EXCERPTED RECORDS:

>>>>>

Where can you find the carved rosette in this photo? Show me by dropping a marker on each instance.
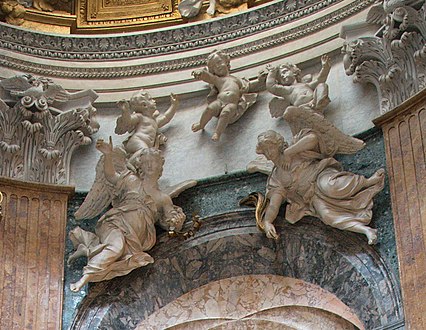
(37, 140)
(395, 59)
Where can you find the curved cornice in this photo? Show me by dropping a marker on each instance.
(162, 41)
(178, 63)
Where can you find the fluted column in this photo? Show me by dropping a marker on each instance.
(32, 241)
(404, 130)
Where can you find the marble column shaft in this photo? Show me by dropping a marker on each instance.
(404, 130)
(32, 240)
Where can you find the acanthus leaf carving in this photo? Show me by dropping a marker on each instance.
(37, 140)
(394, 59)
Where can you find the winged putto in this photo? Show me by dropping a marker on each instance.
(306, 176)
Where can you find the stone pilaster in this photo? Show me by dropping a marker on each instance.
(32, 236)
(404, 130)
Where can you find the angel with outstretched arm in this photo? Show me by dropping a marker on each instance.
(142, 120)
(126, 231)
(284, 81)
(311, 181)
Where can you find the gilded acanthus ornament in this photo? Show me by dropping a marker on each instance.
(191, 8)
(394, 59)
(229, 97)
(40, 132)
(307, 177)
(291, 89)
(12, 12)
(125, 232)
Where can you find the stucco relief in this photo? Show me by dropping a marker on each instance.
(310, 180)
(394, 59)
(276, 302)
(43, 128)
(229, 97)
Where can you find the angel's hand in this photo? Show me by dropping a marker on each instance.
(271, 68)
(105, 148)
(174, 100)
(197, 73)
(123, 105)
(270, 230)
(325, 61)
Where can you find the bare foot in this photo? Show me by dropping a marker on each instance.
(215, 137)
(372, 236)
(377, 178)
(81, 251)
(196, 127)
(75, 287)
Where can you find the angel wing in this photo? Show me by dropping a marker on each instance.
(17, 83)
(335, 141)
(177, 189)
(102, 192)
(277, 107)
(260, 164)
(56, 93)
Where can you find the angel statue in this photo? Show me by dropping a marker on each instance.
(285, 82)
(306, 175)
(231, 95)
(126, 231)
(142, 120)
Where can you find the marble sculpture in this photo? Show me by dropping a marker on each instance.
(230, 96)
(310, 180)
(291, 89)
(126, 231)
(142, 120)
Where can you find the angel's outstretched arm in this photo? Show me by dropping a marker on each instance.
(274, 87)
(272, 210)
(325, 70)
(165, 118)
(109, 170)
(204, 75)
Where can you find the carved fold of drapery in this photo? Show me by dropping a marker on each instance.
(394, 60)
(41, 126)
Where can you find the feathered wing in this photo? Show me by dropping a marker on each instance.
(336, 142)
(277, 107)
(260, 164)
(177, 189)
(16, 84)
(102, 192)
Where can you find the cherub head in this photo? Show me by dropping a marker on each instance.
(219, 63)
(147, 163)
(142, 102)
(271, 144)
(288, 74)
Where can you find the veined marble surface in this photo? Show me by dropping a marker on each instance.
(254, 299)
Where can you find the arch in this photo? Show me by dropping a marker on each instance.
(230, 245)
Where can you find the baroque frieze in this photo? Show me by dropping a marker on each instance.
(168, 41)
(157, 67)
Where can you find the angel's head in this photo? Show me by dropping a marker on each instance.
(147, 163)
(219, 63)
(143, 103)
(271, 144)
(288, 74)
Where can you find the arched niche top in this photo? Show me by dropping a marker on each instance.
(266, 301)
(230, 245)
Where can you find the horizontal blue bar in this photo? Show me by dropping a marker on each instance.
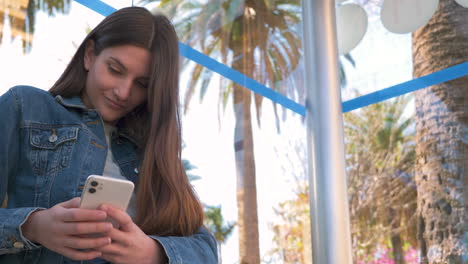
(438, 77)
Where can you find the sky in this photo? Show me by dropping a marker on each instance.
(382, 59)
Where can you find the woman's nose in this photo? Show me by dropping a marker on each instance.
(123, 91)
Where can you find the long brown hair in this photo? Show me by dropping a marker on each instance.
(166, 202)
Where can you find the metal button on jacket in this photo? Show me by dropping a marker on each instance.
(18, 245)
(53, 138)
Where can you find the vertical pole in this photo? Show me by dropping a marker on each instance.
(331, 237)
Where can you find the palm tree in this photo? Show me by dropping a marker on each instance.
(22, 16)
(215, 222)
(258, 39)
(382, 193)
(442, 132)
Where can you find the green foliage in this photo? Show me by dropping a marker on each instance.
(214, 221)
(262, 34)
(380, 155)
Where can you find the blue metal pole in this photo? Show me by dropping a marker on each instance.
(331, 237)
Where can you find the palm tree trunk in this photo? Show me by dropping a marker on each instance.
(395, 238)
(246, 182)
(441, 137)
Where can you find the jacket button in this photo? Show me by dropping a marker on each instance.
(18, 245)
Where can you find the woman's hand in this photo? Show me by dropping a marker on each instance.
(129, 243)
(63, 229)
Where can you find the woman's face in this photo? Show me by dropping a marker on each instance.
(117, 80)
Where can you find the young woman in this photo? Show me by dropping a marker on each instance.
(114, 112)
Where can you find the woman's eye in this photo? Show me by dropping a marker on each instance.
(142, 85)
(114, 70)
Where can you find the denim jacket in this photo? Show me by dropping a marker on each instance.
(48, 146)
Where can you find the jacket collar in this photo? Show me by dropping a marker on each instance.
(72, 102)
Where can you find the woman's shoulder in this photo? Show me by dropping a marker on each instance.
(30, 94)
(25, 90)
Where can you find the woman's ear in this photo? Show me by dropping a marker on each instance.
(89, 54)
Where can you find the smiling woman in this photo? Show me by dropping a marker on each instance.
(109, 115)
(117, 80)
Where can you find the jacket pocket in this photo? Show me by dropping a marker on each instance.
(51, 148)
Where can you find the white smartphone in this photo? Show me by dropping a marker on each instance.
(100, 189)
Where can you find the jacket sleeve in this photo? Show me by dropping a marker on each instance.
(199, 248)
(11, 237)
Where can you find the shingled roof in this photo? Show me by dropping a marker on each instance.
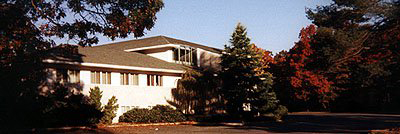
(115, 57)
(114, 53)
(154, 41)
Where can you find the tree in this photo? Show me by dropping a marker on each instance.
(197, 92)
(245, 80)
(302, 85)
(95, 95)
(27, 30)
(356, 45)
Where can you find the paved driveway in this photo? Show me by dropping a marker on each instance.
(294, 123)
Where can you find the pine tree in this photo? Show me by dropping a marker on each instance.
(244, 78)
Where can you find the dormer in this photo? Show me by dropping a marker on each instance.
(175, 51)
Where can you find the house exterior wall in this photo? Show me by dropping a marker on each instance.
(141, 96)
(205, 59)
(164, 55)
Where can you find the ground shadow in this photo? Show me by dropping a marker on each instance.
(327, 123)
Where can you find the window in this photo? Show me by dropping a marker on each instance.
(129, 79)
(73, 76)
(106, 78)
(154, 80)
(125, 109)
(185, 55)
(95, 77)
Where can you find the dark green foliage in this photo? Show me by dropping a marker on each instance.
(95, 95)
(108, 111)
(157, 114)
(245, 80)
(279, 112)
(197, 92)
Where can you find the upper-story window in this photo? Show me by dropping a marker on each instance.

<<<<<

PROBLEM:
Every entry above should be printed again exactly, except for the pictures.

ANSWER:
Where can you find the carved rosette in this photo? Show me by dropping a marker on each instance.
(37, 140)
(395, 59)
Where can you find the curved cornice in this photo? Show me by dropping a marker on each instance.
(162, 41)
(178, 63)
Where can you find the fluted column in this photo? Show me by dropping a marker on each instance.
(32, 241)
(404, 130)
Where can you find the marble column shaft in this photo? Show me by dropping a marker on each instance.
(404, 130)
(32, 240)
Where can you find the acanthus leaf carving in this photo? Show me by dropping a marker on each instance.
(37, 140)
(394, 59)
Where can you find the winged putto in this photo? Show me by dropping a marker on each instance.
(306, 176)
Where can you find the stone pilaster in this photo? Show me by dropping a marker on each instance.
(32, 236)
(404, 130)
Where can you find the angel with outstretched arm in this photo? Show me by dropping a marker on each instance.
(142, 120)
(126, 231)
(284, 81)
(311, 181)
Where can you find the gilded acanthus ornament in this photo? Show me by dropping a marker on each instance.
(191, 8)
(394, 59)
(229, 97)
(40, 132)
(307, 177)
(291, 89)
(12, 12)
(125, 232)
Where can you find the stucco relief in this photo? Show me by dropping a marker on each instance.
(310, 180)
(394, 59)
(276, 302)
(43, 128)
(229, 97)
Where can you find the angel's hand in this photo? Show me by dropping a marker on each instance.
(271, 68)
(105, 148)
(174, 100)
(197, 73)
(123, 105)
(270, 230)
(325, 61)
Where can you find the bare foot in this photo? Show me by dropping a marker on each instance.
(215, 137)
(372, 236)
(377, 178)
(81, 251)
(196, 127)
(75, 287)
Where can you find the angel wing in this photo? Show me by dropping a marker on each instance.
(17, 83)
(335, 141)
(177, 189)
(102, 192)
(277, 107)
(260, 164)
(56, 93)
Where can you find the angel statue in this photo? Show me by dropping a marker on each instance.
(285, 82)
(306, 175)
(231, 95)
(126, 231)
(142, 120)
Where can you find the marble sculpture in this photo? Show me by dropping a marker on each instance.
(230, 96)
(310, 180)
(291, 89)
(126, 231)
(142, 120)
Where can you find the angel's outstretched arm in this photo? Show me by dropping a marker on each instance.
(274, 87)
(272, 210)
(325, 70)
(165, 118)
(109, 170)
(204, 75)
Where can you find the carved fold of drapery in this photo? Show me by dropping a marker on each instance.
(394, 60)
(41, 126)
Where can you find the feathered wing in this photo? Show me by dropping a marker on each instance.
(336, 142)
(277, 107)
(260, 164)
(177, 189)
(16, 84)
(102, 192)
Where can you find the cherub head in this photo? Show me by dropping a marker on each instance.
(219, 63)
(147, 163)
(142, 102)
(271, 144)
(288, 74)
Where can you find the veined marble surface in this photo? Show me by dropping a marker on each instance.
(254, 299)
Where can you find the arch in this photo? Show me by dropping a marker on each instance.
(230, 245)
Where can you find the baroque frieze in this photo? Show me by dropping a marker on each instance.
(168, 41)
(157, 67)
Where can you find the angel's head in this photo? Show me by dropping a marker on each instance.
(147, 163)
(219, 63)
(143, 103)
(271, 144)
(288, 74)
Where can you find the arched niche top in this photo? Show me by dropping a marker on each instance.
(266, 301)
(230, 245)
Where can you find the horizontal blue bar in this photo? Show me by dropping a marker on each instance.
(438, 77)
Where can you find the sky in this photo? Show me by dropping a marker on each instance.
(382, 59)
Where can you find the woman's nose in this photo? Show me by dropping a marker on each instance.
(123, 91)
Where can you find the long brown hair in this photo? Show me by dropping a marker on each instance.
(166, 202)
Where can you find the metal button on jacket in this photo? Show me by dropping a marker on each instance.
(18, 245)
(53, 138)
Where can you find the vertical pole in this photo? Show me by dropping a marker on each instance.
(331, 237)
Where can you find the palm tree in this photo? Show me by dropping a marker on each instance.
(22, 16)
(215, 222)
(258, 39)
(382, 193)
(442, 132)
Where can you find the green foliage in this photo? Show me by dropping a marker on each instance.
(214, 221)
(262, 34)
(380, 155)
Where can you find the blue metal pole in this photo? Show me by dropping a marker on each instance.
(331, 237)
Where can you find the palm tree trunk in this photo? Show me by dropping a marker on each instance.
(395, 238)
(246, 182)
(441, 137)
Where can you find the jacket button in this photo? Show me by dropping a marker on each instance.
(18, 245)
Where can you find the woman's hand in this photo? Show me by dropping a marker on each instance.
(129, 243)
(63, 229)
Where can you find the woman's face in this photo? Show me by dropping a marker on each instance.
(117, 80)
Where can you find the young woman in this photo? Show me by dropping a marker on each instance.
(114, 112)
Where can you find the woman's eye in this photo? Show me by dropping a marker on each instance.
(142, 85)
(114, 70)
Where can you find the denim jacket in this photo? Show me by dropping a marker on each instance.
(48, 146)
Where can you find the jacket collar in this photo? Show me by dropping a marker on each instance.
(72, 102)
Where can you find the woman's shoulder in this photo? Show me by dropping a marker on each instance.
(30, 94)
(25, 90)
Where can you find the woman's ear in this photo? Show me by dropping a marker on each instance.
(89, 54)
Where can you find the smiling woman in this photo? Show me by dropping a marker on each instance.
(109, 115)
(117, 80)
Where can you find the jacket pocket in this photo? Show me by dropping a marker on each instance.
(51, 148)
Where can you find the white smartphone in this photo? Show me by dropping a marker on each instance.
(100, 189)
Where can you find the jacket sleeve in this photo? Show me by dropping a marker on each instance.
(199, 248)
(11, 237)
Where can you find the shingled roof in this photo? Show me by dropping a marker on each instance.
(115, 57)
(114, 53)
(154, 41)
Where can you find the tree in this photo? Show me by dropping a marker on each instance.
(197, 92)
(245, 80)
(302, 85)
(95, 95)
(27, 30)
(356, 45)
Where can you find the paved driveway in this photo? Show me by dropping a marker on each instance.
(294, 123)
Where can you find the pine tree in this photo? Show me by dropping a marker on each instance.
(244, 78)
Where can you find the dormer in this photo? Show me by dropping a marker on each instance.
(175, 51)
Where can you find the house exterior wall in this photo? Show me by dropping a marker on each instance.
(141, 96)
(205, 59)
(164, 55)
Where can you find the ground shadow in this photo? Show me by dropping a marker on each instance.
(327, 123)
Where can you find the window in this photo? Show me by dropping a marker on each instance.
(129, 79)
(73, 76)
(106, 78)
(154, 80)
(125, 109)
(185, 55)
(95, 77)
Where can you find the dark green foliage in this photo? Show me by dropping a marker on each instance.
(95, 95)
(108, 111)
(157, 114)
(245, 80)
(279, 112)
(197, 92)
Where can you find the upper-story window in this photo? Show me by dropping a marker on each instance.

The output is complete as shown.